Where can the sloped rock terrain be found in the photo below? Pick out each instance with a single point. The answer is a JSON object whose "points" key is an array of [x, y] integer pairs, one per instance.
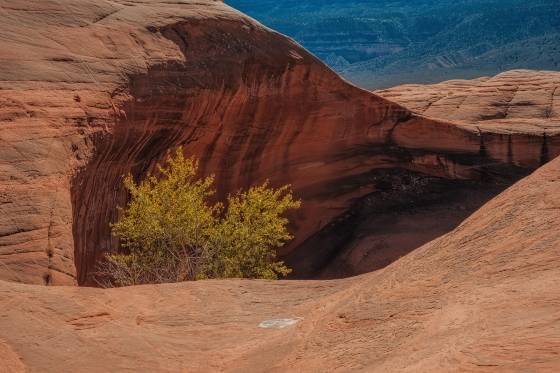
{"points": [[383, 43], [91, 90], [481, 298]]}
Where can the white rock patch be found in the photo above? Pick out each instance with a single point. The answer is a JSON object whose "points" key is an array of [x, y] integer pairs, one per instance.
{"points": [[279, 323]]}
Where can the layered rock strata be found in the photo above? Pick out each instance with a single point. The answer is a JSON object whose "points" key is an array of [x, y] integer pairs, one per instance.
{"points": [[91, 90]]}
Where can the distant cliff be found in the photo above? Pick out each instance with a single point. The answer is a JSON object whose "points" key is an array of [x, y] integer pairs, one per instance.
{"points": [[98, 89], [382, 43]]}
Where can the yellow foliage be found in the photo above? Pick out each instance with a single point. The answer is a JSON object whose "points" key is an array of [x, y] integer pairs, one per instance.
{"points": [[172, 231]]}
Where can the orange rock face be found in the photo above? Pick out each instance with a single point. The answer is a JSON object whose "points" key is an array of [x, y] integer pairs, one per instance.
{"points": [[482, 298], [91, 90]]}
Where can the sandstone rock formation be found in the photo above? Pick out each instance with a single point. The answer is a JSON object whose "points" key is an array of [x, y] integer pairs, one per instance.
{"points": [[513, 101], [391, 222], [93, 89], [482, 298]]}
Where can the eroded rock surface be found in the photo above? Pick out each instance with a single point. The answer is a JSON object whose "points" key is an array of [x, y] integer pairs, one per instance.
{"points": [[482, 298], [93, 89]]}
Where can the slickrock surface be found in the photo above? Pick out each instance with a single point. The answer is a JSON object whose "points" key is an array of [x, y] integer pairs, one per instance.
{"points": [[513, 101], [93, 89], [482, 298]]}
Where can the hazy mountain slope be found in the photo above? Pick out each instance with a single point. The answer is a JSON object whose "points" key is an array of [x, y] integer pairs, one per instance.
{"points": [[384, 43]]}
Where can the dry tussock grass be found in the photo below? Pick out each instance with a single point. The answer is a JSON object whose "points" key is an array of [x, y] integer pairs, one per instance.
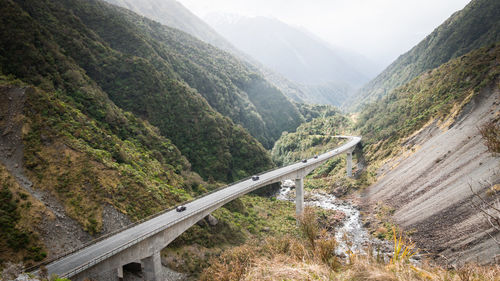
{"points": [[311, 257]]}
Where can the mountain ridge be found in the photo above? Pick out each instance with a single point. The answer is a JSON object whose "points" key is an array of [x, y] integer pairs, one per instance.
{"points": [[475, 26]]}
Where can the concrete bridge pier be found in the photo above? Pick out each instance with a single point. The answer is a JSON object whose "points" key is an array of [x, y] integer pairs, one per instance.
{"points": [[299, 196], [152, 268], [349, 164]]}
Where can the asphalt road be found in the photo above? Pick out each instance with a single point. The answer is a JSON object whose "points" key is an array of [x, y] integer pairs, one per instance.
{"points": [[130, 236]]}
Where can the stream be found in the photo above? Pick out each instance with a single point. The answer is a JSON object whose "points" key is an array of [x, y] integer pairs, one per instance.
{"points": [[352, 226]]}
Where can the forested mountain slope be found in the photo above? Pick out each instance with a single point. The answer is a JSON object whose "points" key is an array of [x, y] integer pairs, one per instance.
{"points": [[324, 74], [91, 50], [425, 139], [173, 14], [424, 148], [477, 25]]}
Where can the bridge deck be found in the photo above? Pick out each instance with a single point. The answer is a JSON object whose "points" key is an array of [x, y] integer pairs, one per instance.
{"points": [[71, 264]]}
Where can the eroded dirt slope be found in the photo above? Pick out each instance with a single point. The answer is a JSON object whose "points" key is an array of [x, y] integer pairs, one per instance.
{"points": [[429, 188], [58, 232]]}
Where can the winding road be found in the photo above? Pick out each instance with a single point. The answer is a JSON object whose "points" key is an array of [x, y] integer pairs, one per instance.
{"points": [[99, 252]]}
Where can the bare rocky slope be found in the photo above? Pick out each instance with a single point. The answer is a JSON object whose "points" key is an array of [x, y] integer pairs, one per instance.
{"points": [[429, 185]]}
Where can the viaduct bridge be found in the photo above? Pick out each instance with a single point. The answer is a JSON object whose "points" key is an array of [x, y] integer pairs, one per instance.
{"points": [[142, 243]]}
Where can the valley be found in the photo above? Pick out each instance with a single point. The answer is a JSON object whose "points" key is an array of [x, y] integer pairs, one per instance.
{"points": [[113, 117]]}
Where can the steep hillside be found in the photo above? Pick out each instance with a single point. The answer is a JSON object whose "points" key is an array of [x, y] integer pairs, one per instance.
{"points": [[78, 176], [326, 75], [477, 25], [311, 138], [103, 51], [425, 139], [173, 14]]}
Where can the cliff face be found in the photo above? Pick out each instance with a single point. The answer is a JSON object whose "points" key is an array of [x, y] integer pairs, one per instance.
{"points": [[429, 188]]}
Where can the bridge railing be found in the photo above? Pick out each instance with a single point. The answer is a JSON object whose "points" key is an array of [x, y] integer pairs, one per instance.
{"points": [[138, 239]]}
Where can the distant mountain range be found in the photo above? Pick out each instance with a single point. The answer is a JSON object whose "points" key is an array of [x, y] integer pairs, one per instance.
{"points": [[477, 25], [326, 74]]}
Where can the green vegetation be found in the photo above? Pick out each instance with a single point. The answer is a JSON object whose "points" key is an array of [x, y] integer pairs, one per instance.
{"points": [[18, 241], [491, 134], [310, 256], [94, 54], [246, 219], [311, 138], [437, 96], [477, 25]]}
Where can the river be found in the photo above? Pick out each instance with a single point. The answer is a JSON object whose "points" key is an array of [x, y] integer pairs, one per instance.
{"points": [[352, 225]]}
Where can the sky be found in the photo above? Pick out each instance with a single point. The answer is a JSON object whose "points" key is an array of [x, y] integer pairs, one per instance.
{"points": [[381, 30]]}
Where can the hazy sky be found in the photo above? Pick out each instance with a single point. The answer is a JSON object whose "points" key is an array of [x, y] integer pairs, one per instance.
{"points": [[379, 29]]}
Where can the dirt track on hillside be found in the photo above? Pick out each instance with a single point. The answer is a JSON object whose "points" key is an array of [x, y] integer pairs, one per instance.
{"points": [[429, 188]]}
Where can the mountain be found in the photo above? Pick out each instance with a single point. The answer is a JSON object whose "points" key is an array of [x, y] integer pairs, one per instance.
{"points": [[173, 14], [424, 137], [477, 25], [174, 81], [294, 53], [100, 128], [425, 150]]}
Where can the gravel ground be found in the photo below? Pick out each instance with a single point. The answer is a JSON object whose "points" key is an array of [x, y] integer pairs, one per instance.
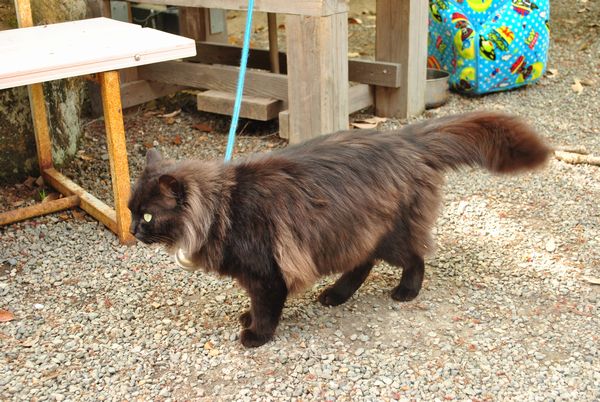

• _Exercise directions_
Please pull out every row above that contains the word "hillside" and copy each one in full.

• _Right answer_
Where can the steep hillside be found in the photo above? Pick out each instance with a single point. The answer is a JSON object whose "points" key is an array of [x, y] integer pairs, one per instance.
Where can the dirt track on hillside be found in the photo above? Pick out each instance with a single point. The answer is a JSON object whose "points" key is an array of [x, y] integer pairs, one per instance.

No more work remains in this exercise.